All right, I tried to do some more digging around, in the hope of
getting as close to the source of the problem as I can.

I went back to the very first commit that went astray for me, 2db1f95
(which is the only one actually panicking), and tried to move from its
parent 90ad9e2 (that boots fine) to it gradually, altering the code in
small chunks.

I tried to ignore the stuff that clearly shouldn't make a difference,
such as definitions. So in the end I get defined-but-unused-function
errors in my compilations, but I'm ignoring those for now. Some
results:

(1) When I move from the good commit 90ad9e2 according to the attached
bad-diff (which moves partly towards 2db1f95), I get a panic.

(2) On the other hand, when I further change this last panicking
commit by simply doing


----------------------------------------------------------------
    removed activate / deactivate from x86_vector_domain_ops

----------------------------------------------------------------

all is well. 


On Fri, Dec 29, 2017 at 09:07:45AM +0100, Thomas Gleixner wrote:
> On Thu, 28 Dec 2017, Alexandru Chirvasitu wrote:
> > On Fri, Dec 29, 2017 at 12:36:37AM +0100, Thomas Gleixner wrote:
> > > On Thu, 28 Dec 2017, Alexandru Chirvasitu wrote:
> > > 
> > > > Attached, but heads up on this: when redirecting the output of lspci
> > > > -vvv to a text file as root I get
> > > > 
> > > > pcilib: sysfs_read_vpd: read failed: Input/output error
> > > > 
> > > > I can find bugs filed for various distros to this same effect, but
> > > > haven't tracked down any explanations.

Excerpted records
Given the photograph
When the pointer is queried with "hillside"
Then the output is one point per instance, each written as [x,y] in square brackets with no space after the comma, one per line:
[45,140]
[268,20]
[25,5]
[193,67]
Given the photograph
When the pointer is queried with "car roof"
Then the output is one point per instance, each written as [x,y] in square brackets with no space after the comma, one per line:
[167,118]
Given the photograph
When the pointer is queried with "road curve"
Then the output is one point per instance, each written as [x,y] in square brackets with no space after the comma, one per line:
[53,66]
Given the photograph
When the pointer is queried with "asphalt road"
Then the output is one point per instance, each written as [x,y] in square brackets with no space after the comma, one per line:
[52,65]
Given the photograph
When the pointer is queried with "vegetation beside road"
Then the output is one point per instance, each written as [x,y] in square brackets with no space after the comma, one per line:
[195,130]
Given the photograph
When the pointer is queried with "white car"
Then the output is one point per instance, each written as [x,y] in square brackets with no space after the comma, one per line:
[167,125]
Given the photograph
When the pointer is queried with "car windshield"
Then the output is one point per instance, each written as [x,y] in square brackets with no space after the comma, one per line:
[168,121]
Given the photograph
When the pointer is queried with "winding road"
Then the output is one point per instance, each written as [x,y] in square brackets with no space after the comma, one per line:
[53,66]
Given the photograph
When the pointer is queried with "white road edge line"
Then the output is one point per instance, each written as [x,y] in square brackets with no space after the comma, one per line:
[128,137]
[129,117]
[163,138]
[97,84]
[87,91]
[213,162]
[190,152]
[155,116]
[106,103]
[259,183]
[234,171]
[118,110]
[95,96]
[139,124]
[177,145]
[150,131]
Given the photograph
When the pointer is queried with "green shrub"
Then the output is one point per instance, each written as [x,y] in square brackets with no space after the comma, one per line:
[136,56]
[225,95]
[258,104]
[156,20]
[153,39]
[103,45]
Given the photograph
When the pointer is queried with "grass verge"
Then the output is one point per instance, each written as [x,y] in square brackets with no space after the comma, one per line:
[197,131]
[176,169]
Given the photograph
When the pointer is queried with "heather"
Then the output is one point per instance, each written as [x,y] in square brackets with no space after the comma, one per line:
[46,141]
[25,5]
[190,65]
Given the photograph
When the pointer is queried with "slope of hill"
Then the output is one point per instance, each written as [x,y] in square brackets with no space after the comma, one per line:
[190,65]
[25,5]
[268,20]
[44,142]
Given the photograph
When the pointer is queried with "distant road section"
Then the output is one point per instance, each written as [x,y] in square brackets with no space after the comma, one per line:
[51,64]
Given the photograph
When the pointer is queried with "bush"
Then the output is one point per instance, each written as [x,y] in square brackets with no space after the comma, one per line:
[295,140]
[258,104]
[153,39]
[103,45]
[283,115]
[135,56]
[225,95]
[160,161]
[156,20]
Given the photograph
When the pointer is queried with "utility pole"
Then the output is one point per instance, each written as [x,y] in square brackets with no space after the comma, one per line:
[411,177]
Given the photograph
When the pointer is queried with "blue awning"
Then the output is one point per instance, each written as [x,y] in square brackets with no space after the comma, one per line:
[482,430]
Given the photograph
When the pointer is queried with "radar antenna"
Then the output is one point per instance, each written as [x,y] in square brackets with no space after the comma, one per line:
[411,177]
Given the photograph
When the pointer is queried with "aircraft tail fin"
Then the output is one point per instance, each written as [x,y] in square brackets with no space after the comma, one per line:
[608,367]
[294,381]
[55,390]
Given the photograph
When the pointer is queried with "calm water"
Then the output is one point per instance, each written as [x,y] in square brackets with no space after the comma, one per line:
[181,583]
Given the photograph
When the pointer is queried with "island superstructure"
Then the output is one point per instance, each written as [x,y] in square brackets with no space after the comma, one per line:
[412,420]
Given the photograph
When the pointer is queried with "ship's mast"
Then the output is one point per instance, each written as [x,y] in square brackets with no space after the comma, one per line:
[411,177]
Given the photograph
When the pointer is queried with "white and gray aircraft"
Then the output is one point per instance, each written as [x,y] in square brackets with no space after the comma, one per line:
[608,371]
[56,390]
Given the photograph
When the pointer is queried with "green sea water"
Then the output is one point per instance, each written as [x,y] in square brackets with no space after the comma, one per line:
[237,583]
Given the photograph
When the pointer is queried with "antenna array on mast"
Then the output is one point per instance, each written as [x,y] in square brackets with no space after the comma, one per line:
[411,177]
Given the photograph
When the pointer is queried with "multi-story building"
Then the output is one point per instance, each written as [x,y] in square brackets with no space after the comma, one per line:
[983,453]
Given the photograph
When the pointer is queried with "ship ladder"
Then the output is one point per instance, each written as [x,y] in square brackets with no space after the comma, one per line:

Objective
Shorten the paragraph of the debugging message that begins "I went back to the very first commit" into one sentence, keeping its main facts.

Expected answer
Starting from the parent commit 90ad9e2, which boots fine, the code was changed gradually, in small chunks, toward 2db1f95, the first commit that went wrong and the only one that actually panics.